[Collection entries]
* * * *

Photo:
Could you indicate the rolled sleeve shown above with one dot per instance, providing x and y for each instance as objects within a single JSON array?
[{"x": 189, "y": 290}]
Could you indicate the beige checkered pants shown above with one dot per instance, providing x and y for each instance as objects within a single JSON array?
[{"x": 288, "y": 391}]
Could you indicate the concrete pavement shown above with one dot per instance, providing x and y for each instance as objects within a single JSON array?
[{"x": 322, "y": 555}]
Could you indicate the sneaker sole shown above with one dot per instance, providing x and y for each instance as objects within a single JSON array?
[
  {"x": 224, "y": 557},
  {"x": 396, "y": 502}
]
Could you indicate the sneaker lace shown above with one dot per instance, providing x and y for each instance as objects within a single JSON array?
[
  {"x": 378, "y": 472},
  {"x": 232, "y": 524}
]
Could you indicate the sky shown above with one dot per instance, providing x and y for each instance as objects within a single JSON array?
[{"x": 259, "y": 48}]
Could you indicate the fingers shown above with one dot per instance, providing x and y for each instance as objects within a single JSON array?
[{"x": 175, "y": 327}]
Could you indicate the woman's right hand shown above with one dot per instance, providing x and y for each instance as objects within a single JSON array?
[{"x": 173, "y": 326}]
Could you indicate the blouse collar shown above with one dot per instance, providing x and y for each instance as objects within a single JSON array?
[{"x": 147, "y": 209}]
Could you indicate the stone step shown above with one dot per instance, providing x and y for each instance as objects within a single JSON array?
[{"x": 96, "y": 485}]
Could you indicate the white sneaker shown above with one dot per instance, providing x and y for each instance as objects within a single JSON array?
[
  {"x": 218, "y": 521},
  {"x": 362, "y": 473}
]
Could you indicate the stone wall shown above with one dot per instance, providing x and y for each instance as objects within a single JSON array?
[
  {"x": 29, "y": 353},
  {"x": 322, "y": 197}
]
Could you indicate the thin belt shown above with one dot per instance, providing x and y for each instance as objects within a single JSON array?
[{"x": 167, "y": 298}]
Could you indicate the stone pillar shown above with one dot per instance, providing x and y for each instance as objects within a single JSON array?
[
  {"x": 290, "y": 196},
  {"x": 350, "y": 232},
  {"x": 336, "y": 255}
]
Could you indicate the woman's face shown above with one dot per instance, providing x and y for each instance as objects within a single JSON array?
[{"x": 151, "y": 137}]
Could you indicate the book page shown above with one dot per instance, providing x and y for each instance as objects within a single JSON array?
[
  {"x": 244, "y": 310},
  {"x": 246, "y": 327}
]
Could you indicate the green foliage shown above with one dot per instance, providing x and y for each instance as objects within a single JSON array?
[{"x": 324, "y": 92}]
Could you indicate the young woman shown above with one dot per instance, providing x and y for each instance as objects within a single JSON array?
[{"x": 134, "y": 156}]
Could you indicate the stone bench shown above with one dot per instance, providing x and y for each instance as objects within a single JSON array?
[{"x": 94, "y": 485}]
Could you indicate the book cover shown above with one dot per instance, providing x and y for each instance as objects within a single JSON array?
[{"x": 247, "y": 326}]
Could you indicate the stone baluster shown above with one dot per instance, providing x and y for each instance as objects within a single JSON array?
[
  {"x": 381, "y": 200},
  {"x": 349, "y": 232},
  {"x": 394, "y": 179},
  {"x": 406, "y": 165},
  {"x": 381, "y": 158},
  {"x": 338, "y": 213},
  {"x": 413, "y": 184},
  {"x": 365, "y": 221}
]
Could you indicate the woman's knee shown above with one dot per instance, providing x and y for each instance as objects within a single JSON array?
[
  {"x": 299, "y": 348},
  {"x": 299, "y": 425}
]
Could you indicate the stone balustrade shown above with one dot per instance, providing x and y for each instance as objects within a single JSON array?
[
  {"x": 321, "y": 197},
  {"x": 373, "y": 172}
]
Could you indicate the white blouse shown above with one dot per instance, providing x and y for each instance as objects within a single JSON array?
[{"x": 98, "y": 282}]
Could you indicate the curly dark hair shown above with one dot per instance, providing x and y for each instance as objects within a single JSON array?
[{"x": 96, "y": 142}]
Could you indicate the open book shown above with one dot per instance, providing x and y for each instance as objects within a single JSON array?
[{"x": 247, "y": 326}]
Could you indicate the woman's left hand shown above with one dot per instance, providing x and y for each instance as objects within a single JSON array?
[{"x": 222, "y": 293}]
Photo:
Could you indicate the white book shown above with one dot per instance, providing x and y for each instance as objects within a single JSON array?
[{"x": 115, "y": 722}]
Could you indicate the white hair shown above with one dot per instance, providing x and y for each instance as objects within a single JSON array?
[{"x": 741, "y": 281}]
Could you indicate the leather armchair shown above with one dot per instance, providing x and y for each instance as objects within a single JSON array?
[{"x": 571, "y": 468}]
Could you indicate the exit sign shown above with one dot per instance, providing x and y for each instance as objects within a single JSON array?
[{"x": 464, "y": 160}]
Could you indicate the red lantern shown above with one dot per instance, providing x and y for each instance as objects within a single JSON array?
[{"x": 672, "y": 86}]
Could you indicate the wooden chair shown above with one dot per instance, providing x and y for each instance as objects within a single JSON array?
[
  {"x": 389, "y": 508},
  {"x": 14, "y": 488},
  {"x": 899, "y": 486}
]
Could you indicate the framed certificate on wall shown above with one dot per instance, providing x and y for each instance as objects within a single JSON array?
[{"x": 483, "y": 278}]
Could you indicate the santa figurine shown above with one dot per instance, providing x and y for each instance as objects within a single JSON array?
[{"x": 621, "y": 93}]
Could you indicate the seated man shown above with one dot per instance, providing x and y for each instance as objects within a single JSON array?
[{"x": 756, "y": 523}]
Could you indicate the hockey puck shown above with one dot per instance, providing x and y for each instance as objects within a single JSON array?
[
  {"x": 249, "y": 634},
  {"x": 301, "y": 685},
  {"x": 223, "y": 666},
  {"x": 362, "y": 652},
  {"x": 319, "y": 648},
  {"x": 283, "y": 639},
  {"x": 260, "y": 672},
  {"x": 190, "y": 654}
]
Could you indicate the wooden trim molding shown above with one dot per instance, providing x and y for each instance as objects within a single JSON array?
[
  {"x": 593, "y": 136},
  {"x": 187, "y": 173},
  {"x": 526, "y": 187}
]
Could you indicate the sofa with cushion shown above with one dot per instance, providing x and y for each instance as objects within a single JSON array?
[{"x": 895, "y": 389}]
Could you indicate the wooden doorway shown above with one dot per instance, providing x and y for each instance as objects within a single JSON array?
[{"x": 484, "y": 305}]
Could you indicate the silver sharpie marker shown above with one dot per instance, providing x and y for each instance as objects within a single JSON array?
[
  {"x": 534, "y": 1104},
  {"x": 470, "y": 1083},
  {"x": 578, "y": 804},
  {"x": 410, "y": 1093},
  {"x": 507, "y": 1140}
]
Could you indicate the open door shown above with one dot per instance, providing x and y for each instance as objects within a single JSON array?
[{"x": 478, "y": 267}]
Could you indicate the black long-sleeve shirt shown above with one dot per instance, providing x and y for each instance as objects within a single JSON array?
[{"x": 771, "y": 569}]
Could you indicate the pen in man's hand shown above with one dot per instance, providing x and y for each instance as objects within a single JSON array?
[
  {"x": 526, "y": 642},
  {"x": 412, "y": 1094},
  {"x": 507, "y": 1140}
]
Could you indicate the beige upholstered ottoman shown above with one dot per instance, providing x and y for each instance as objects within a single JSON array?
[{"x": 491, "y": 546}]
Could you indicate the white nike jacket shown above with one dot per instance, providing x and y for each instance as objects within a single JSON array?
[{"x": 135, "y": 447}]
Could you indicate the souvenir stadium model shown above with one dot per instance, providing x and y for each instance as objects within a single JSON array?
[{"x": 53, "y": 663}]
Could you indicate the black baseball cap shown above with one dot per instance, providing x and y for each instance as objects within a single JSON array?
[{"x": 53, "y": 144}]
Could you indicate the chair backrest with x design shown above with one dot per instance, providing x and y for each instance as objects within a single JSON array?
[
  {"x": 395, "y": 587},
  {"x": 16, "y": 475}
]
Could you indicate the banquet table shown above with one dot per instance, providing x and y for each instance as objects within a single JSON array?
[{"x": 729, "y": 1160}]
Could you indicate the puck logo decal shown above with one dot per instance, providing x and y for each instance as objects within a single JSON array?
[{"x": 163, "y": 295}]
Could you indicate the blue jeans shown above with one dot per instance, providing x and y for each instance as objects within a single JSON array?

* * * *

--- Task brief ---
Nothing but the lines from the one holding "Could you indicate the puck" to the end of the entries should be returned, each exactly as it stands.

--- Result of this exercise ---
Could you indicate the puck logo decal shown above with one dot per instance, providing x and y for each instance as objects within a single JSON array?
[{"x": 163, "y": 295}]
Could you indicate the blue jeans shown above with one dot per instance, providing x and y for each instance as objects within a single JSON array?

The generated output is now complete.